[Goal of the exercise]
Return the listing word for word, as given.

[Dataset excerpts]

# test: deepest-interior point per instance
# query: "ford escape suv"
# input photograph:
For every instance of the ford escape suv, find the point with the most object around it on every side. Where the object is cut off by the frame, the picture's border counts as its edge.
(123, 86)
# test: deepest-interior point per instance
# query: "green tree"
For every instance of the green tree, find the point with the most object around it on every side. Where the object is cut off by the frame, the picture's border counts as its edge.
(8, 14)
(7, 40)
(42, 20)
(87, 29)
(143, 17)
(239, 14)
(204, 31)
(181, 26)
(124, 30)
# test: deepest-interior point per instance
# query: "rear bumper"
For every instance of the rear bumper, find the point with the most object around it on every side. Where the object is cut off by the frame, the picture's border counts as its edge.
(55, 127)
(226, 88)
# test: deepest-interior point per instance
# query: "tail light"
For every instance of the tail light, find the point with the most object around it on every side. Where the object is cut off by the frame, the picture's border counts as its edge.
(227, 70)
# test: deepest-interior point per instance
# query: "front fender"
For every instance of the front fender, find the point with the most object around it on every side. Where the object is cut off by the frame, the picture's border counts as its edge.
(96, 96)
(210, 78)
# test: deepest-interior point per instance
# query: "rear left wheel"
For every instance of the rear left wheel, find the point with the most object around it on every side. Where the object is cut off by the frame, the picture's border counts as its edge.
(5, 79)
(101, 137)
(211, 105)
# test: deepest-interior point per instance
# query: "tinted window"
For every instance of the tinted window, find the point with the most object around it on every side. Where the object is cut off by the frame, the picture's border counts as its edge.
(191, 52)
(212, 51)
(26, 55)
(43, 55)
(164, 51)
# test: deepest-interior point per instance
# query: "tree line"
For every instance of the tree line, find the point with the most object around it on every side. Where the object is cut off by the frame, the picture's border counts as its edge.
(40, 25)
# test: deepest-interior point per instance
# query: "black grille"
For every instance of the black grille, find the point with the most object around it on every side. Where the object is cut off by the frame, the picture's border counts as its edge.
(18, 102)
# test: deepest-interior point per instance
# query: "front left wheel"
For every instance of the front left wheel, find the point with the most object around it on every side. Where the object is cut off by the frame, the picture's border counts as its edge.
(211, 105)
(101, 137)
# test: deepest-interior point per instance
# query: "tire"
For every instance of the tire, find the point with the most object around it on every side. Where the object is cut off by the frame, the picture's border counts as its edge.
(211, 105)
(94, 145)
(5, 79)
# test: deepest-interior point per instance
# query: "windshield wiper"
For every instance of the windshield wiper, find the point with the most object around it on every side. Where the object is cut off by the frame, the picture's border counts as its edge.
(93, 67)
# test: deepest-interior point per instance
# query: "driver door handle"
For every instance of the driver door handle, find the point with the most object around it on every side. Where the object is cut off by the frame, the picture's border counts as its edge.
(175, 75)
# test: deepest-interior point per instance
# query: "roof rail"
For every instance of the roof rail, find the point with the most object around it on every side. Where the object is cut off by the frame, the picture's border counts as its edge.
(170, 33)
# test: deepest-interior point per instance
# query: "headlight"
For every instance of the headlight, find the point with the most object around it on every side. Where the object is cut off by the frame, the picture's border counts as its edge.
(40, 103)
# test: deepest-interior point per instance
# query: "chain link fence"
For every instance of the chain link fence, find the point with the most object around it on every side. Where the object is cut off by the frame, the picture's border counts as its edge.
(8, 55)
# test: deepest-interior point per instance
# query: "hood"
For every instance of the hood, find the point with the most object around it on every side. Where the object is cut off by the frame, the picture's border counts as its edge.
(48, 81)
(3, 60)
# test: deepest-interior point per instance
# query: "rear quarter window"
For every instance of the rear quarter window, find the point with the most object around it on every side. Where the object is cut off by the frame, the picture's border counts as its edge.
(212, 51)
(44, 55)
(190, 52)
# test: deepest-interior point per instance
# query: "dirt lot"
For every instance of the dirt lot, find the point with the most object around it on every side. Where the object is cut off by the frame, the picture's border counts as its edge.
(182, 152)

[Solution]
# test: deepest-interior point per instance
# query: "ford escape suv"
# input photograph:
For every instance of the ford escape suv, find the point with the most object around it on every side. Where the object is cut off by the frame, the picture's border counts as its edge.
(123, 86)
# test: deepest-interior point per instance
# query: "green tree"
For every instance of the green tree, find the point with the most object around it on every side. Where the object is cut off by the frame, the picture's border counts as its edge.
(8, 14)
(7, 40)
(42, 20)
(87, 29)
(143, 17)
(239, 14)
(204, 31)
(181, 26)
(124, 30)
# test: deepest-interior point per instance
# query: "rear bumper"
For every instance of the rear bumper, find the point with the most object around it on every side. Where the object is cut off by the frame, the picture's border counts as its edge.
(55, 127)
(226, 88)
# test: deepest-interior point per instance
# query: "tail light"
For every instance of the tail light, find the point with the most object around it on every side. Where the object is cut off by the frame, the picture's border counts as its edge.
(227, 70)
# test: deepest-interior point per instance
# query: "front fender"
For every instance of the front fender, find the point with the most object around it on every side. Where the object is cut off by the frame, the picture's border counts as its edge.
(96, 96)
(210, 78)
# test: deepest-interior point per instance
# query: "rear left wheel"
For every instance of the rear left wheel, find the point with the most object around it on every side. Where the object is cut off by the frame, the picture's border counts as its edge.
(5, 79)
(101, 137)
(211, 105)
# test: deepest-interior point per instance
# query: "tinted window"
For every instance of the tinted window, find the point with the most object around it on every side. Where the object is cut off by the frame, the picture's border counts as its edge.
(191, 52)
(212, 51)
(26, 55)
(43, 55)
(164, 51)
# test: deepest-interior point per instance
# query: "tree line"
For every instance of the tree line, find the point with the most object around it on every side. Where the object is cut off by the frame, the picture's border counts as its edge.
(40, 25)
# test: deepest-interior point per instance
# query: "black grille"
For every instance of the black grille, find the point with the most object around it on every side. Where the object is cut off by the frame, the picture's border counts as its edge.
(18, 102)
# test: deepest-interior point per instance
# query: "front left wheel"
For every instance of the front left wheel, find the point with the most object around it on every side. Where the object is cut off by the frame, the picture's border counts as its edge.
(211, 105)
(101, 137)
# test: deepest-interior point per instance
# query: "tire"
For every instance of the tire, find the point with the most object around it on every side. Where the object is cut off by the frame, the picture's border counts as its edge.
(211, 105)
(94, 145)
(5, 79)
# test: deepest-interior point per instance
# query: "windshield wiper"
For every instance of the windshield wiper, find the point with the most object around it on every side. Where the object is cut off by the frame, the picture's border counts as its edge.
(93, 67)
# test: deepest-interior point per instance
# query: "driver door handle"
For every instance of the driver door handle, find the point with the most object around it on every side. Where the object is cut off by the frame, the picture's border counts as its edge.
(175, 75)
# test: deepest-interior point per instance
# query: "roof rail"
For every instance of the roof rail, find the point with the most object around it on every side. Where the object is cut off by the frame, the picture's border counts as its edge.
(170, 33)
# test: deepest-interior point per instance
# query: "headlight"
For every instance of the headlight, find the point with the most object around it on every side. Where the object is cut off by the frame, the picture's border counts as its edge.
(40, 103)
# test: deepest-interior point per instance
# query: "chain link fence"
For every instance of the chain link fence, find the point with the most object around it on every side. Where the object is cut off by the frame, the picture's border counts as its edge.
(8, 55)
# test: deepest-interior point per instance
# query: "hood"
For every instance of the hood, find the point with the most object around it on every side. Where the object is cut off by the frame, the picture's border counts as its edge.
(48, 81)
(3, 60)
# test: deepest-interior point per instance
# query: "rear quarter window"
For every instance of the rear quarter window, find the point with the most object around it on every side. Where the object is cut off by the frame, the picture's border counts as its edge.
(212, 51)
(44, 55)
(190, 52)
# test: deepest-interior point per instance
# query: "dirt lot"
For every instance of the dirt lot, find the point with the most object around it on every side. Where the object is cut off by the frame, the picture's border counts as its edge.
(182, 152)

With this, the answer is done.